──────── Records supplied ────────

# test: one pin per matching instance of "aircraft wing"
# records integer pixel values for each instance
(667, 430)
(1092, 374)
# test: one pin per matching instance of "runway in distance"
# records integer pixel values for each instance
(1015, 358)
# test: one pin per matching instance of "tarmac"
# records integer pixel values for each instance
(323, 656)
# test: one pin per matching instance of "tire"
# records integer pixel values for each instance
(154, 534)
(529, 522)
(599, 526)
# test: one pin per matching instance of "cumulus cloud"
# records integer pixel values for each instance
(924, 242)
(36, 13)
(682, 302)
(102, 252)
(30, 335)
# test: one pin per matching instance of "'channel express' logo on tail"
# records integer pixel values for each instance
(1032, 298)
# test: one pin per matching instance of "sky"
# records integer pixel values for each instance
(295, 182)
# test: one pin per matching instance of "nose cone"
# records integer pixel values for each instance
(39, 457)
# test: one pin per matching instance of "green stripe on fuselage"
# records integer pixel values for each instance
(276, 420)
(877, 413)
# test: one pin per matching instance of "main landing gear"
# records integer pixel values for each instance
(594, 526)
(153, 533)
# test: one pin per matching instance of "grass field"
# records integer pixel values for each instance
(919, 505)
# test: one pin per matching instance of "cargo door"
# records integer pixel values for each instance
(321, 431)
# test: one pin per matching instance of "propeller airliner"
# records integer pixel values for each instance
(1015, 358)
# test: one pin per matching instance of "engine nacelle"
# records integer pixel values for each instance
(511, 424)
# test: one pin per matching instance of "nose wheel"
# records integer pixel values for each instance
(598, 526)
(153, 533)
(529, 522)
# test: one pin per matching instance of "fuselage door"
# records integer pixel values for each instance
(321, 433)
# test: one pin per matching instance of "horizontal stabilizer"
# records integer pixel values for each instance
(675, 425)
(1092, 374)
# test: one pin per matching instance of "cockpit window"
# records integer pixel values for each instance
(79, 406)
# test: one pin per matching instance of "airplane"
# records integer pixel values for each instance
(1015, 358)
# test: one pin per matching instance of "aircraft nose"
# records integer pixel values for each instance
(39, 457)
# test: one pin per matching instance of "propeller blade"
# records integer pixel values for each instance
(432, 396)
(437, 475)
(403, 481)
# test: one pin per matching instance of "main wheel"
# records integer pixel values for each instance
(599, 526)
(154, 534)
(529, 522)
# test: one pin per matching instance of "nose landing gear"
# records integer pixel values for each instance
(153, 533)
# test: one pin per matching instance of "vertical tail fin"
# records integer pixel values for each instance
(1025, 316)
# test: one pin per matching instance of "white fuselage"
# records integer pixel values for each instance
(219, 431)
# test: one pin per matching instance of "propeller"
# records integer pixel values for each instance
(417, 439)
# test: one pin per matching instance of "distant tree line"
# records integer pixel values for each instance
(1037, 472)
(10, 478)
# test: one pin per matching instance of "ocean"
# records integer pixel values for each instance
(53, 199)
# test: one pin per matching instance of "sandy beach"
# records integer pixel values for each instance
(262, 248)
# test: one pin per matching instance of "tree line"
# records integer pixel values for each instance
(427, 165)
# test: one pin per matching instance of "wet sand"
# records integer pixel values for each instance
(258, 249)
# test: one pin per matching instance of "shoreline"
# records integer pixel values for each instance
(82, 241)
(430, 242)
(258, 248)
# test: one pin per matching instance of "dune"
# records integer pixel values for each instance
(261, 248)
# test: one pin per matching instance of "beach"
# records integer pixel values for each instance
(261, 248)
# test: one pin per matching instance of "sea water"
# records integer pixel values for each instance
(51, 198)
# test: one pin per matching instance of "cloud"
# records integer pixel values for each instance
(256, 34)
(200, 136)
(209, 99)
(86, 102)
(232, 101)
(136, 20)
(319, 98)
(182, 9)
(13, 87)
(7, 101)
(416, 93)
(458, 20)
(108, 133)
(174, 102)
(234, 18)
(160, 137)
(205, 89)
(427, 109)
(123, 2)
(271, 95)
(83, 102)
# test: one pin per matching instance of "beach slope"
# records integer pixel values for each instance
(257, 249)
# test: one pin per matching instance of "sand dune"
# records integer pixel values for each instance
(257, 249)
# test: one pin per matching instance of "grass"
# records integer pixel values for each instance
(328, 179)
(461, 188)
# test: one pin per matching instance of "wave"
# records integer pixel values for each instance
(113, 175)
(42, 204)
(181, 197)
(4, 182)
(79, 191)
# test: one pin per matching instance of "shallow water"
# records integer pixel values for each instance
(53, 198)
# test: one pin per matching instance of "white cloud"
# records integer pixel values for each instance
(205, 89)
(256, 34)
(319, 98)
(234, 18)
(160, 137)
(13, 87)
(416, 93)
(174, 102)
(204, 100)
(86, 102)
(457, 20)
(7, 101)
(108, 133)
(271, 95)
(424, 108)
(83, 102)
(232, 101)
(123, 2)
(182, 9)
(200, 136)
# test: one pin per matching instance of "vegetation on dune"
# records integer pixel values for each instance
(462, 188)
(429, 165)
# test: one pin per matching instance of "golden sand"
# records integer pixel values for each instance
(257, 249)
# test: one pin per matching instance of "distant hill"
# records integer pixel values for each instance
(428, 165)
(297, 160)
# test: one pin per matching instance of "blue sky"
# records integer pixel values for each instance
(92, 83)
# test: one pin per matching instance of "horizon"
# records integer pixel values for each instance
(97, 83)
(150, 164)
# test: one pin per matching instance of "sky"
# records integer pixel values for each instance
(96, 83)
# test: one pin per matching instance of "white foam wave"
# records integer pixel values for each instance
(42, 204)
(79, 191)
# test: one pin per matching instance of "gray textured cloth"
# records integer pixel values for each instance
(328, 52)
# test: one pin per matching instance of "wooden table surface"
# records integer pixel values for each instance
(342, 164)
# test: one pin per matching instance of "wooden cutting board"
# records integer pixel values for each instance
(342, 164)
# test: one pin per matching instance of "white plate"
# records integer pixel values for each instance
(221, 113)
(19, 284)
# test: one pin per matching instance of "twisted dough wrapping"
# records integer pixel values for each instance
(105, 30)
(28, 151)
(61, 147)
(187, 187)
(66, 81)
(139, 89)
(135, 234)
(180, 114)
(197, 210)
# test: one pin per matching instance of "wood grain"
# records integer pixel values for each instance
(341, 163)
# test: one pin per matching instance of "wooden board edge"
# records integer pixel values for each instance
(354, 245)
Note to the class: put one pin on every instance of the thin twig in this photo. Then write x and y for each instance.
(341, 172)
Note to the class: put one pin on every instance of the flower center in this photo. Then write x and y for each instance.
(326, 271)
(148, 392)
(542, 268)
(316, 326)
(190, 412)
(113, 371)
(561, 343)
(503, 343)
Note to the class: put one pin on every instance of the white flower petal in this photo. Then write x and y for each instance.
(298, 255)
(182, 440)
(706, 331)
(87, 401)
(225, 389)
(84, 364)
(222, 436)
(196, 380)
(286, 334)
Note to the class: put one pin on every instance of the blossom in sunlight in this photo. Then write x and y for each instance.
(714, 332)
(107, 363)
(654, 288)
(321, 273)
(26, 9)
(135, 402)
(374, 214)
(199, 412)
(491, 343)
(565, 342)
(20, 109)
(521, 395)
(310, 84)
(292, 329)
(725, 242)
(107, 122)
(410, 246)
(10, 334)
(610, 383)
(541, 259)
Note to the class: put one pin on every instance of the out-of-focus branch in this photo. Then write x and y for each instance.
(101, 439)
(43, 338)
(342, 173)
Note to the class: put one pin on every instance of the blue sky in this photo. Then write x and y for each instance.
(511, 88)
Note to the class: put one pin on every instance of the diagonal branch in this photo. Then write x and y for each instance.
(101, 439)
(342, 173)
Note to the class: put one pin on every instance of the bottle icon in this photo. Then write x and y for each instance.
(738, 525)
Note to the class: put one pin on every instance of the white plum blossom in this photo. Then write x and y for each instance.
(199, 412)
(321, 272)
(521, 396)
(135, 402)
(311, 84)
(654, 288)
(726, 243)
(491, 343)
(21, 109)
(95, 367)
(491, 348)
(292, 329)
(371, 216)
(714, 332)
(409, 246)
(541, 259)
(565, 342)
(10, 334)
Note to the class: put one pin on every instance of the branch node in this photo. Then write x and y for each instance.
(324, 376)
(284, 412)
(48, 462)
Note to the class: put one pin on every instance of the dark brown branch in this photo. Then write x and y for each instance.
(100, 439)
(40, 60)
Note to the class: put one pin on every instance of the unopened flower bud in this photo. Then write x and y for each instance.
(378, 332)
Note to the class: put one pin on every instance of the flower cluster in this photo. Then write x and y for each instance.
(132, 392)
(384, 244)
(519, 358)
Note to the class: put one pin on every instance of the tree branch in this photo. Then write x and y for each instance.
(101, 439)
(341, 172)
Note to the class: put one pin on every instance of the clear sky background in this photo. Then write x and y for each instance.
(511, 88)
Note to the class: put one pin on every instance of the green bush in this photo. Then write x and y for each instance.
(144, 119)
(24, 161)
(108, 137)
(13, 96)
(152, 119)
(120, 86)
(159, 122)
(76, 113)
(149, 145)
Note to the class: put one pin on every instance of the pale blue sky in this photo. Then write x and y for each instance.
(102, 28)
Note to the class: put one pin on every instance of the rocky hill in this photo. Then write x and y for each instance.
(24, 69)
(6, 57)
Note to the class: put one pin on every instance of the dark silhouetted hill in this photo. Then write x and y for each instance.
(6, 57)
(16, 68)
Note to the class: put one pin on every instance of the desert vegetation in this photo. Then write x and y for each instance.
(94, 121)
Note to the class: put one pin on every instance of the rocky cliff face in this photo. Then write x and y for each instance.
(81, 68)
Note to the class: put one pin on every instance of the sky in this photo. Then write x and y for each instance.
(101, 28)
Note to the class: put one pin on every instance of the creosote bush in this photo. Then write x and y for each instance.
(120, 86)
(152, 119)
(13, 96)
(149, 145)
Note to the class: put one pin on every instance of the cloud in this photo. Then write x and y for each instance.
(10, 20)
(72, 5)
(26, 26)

────────

» Activity
Please say how many lines of the listing hold the string "propeller", answering with the number alone.

» Response for this exercise
3